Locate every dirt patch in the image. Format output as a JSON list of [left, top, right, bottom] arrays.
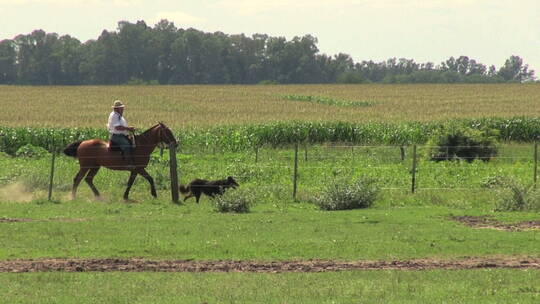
[[451, 216, 540, 231], [0, 257, 538, 273], [0, 217, 88, 223]]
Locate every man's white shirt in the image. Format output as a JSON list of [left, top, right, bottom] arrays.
[[108, 111, 129, 135]]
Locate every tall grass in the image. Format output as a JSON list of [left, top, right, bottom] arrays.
[[1, 117, 540, 154]]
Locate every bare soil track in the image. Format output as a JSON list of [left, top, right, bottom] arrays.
[[452, 216, 540, 231], [1, 257, 539, 273]]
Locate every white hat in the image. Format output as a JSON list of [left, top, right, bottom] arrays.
[[112, 100, 125, 108]]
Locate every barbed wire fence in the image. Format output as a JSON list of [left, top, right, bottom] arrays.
[[39, 141, 540, 203]]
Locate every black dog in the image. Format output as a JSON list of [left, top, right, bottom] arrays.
[[179, 176, 239, 203]]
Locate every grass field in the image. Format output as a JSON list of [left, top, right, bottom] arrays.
[[1, 84, 539, 303], [1, 84, 540, 128], [1, 270, 539, 303]]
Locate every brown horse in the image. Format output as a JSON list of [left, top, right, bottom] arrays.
[[63, 123, 177, 200]]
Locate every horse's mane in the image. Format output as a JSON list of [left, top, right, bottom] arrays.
[[139, 123, 161, 136], [133, 123, 160, 143]]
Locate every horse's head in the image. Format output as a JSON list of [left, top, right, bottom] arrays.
[[156, 122, 177, 146]]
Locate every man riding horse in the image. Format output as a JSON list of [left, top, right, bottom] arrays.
[[108, 100, 136, 169], [63, 101, 176, 200]]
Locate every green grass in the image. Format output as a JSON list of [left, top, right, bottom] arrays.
[[1, 145, 539, 302], [1, 270, 539, 303], [0, 200, 538, 261], [1, 143, 538, 204]]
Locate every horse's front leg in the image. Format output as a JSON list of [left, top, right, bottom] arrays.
[[123, 171, 138, 201], [138, 168, 157, 198]]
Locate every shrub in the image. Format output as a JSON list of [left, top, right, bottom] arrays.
[[426, 126, 498, 162], [15, 144, 49, 158], [493, 179, 540, 212], [313, 176, 379, 211], [480, 174, 510, 189], [213, 188, 253, 213]]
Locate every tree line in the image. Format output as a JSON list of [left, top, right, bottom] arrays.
[[0, 20, 536, 85]]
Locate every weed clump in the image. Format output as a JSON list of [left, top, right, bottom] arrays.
[[490, 178, 540, 212], [213, 188, 253, 213], [313, 176, 379, 211], [15, 144, 49, 158]]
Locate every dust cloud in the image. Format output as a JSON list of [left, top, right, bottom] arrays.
[[0, 182, 34, 203]]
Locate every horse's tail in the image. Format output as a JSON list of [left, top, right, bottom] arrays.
[[179, 185, 190, 195], [63, 140, 83, 158]]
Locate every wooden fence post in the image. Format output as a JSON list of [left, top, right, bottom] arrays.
[[304, 145, 308, 162], [48, 148, 56, 201], [400, 146, 406, 161], [293, 143, 299, 200], [411, 145, 417, 194], [169, 143, 179, 204]]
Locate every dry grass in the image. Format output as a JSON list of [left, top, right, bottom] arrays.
[[1, 84, 539, 128]]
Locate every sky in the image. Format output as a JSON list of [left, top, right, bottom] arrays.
[[1, 0, 539, 71]]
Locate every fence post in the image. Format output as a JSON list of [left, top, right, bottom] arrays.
[[48, 148, 56, 201], [304, 145, 308, 162], [534, 142, 538, 189], [411, 145, 417, 194], [400, 146, 406, 161], [169, 143, 179, 204], [293, 143, 299, 200]]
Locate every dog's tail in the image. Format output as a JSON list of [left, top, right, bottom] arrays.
[[179, 185, 190, 195]]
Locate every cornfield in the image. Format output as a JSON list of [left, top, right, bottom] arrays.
[[1, 117, 540, 154]]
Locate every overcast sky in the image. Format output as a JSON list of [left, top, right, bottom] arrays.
[[1, 0, 539, 71]]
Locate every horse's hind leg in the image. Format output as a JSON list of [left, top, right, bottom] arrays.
[[123, 171, 138, 201], [85, 167, 101, 199], [72, 167, 90, 199], [138, 168, 157, 198]]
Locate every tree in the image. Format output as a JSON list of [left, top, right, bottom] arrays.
[[117, 20, 157, 82], [498, 55, 535, 82], [1, 20, 537, 85], [152, 19, 179, 84], [0, 40, 16, 84], [51, 35, 82, 84], [14, 30, 61, 84]]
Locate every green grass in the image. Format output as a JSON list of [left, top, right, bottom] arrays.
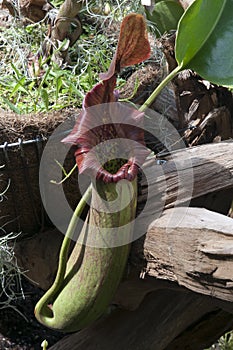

* Your goal *
Only the text of the entries above, transcribed exactly, should be given; leave out pictures.

* Answer below *
Locate every dirt patch in the image. Format output as a JSON list of [left, top, right, bottom] arrays.
[[451, 216, 540, 231], [0, 257, 538, 273], [0, 217, 88, 223]]
Locate every man's white shirt in the image. Format output as a JSON list of [left, top, right, bottom] arrays.
[[108, 111, 129, 135]]
Locate every tall grass in the image. Format output as a JSON list of [left, top, right, bottom] arrays.
[[1, 117, 540, 154]]
Locate every bare soil track in the image. Format output as a JSON list of [left, top, right, bottom] arrays.
[[452, 216, 540, 231], [1, 257, 539, 273]]
Locate every white hat in the image. Format output as a JSON list of [left, top, right, bottom] arrays.
[[112, 100, 125, 108]]
Locate every barbed wire fence in the image. Format output as a JSON list of [left, top, right, bottom] arrays.
[[39, 141, 540, 203]]
Locate every black dog in the image. Format output as a JSON list of [left, top, right, bottom] arrays.
[[179, 176, 239, 203]]
Locate every grass field in the image. Format output as a JSON list of [left, top, right, bottom] arrays.
[[1, 84, 539, 303], [1, 84, 540, 128], [1, 270, 539, 303]]
Locate every brown horse in the image. Format output as a JSON list of [left, top, right, bottom] arrays.
[[63, 123, 177, 200]]
Locate every horse's mane in the image. Format output as a JSON list of [left, top, right, bottom] arrays.
[[139, 123, 161, 136], [133, 123, 160, 143]]
Locate every horse's head in the image. Format output as a JSON list of [left, top, right, bottom] arrays.
[[156, 122, 177, 146]]
Locate every man riding horse in the image. Format output as a JSON list of [left, top, right, bottom] arrays.
[[108, 100, 136, 169], [63, 101, 176, 200]]
Locate every green grass in the image. Format output as a JSON list of [left, top, right, bottom] arrays.
[[1, 145, 539, 302], [1, 270, 539, 303], [0, 200, 538, 261], [1, 143, 538, 204]]
Locate every horse's front leg in the image. Format output as a JSON list of [left, top, right, bottom] arrays.
[[123, 171, 138, 201], [138, 168, 157, 198]]
Locate every shrub in the image. Format output as a JSON list of [left, top, right, bottom] arrays.
[[426, 126, 498, 162], [15, 144, 49, 158], [493, 179, 540, 212], [313, 176, 379, 211], [480, 174, 510, 189], [213, 188, 253, 213]]
Locate every tree line in the image. Format output as a JSON list of [left, top, right, bottom] arrays.
[[0, 20, 536, 85]]
Locate every weed clump in the image. Format output as a JSON list of [left, top, right, bottom] arrays.
[[490, 178, 540, 212], [213, 188, 253, 213], [313, 176, 379, 211], [15, 144, 49, 158]]
Locate every dust cloud in the image. Format output as a JSON list of [left, top, right, bottom] arrays.
[[0, 182, 34, 203]]
Locate every horse's tail in the image. Format output as a JSON list of [left, top, right, bottom] arrays.
[[179, 185, 190, 195], [63, 140, 83, 158]]
Locate every wooden fence post in the image. Format output as a JSON list of [left, top, right, bottom] arrays.
[[304, 145, 308, 162], [48, 148, 56, 201], [400, 146, 406, 161], [293, 143, 299, 200], [411, 145, 417, 194], [169, 143, 179, 204]]
Locate every dry grass in the image. Format output as a JSON list of [left, top, right, bottom] arrays.
[[1, 84, 539, 128]]
Locate every sky in the image. Format output as a JSON list of [left, top, right, bottom] arrays.
[[1, 0, 539, 71]]
Locate every fence post in the image. Format output as a JSON list of [left, top, right, bottom] arrays.
[[48, 148, 56, 201], [304, 145, 308, 162], [534, 142, 538, 189], [411, 145, 417, 194], [400, 146, 406, 161], [169, 143, 179, 204], [293, 143, 299, 200]]
Locate every dog's tail in the image. Format output as a JSON list of [left, top, right, bottom] arrays.
[[179, 185, 190, 195]]
Locate every cornfield in the image. Format output as a JSON list of [left, top, right, bottom] arrays.
[[1, 117, 540, 154]]
Locate every overcast sky in the image. Format output as a JSON list of [left, top, right, bottom] arrays.
[[1, 0, 539, 71]]
Locate every horse's hind leg in the image. Format output as a JSON list of [left, top, right, bottom] arrays.
[[123, 171, 138, 201], [85, 167, 101, 199], [72, 167, 90, 199], [138, 168, 157, 198]]
Locate every tree in the image. Format output as a JSON list of [left, top, right, bottom] arrays.
[[117, 20, 157, 82], [498, 55, 535, 82], [1, 20, 537, 85], [152, 19, 179, 84], [0, 40, 16, 84], [51, 35, 82, 84], [14, 30, 61, 84]]
Locate every green grass in the image. Format output as a JSON list of [left, top, right, bottom] arrays.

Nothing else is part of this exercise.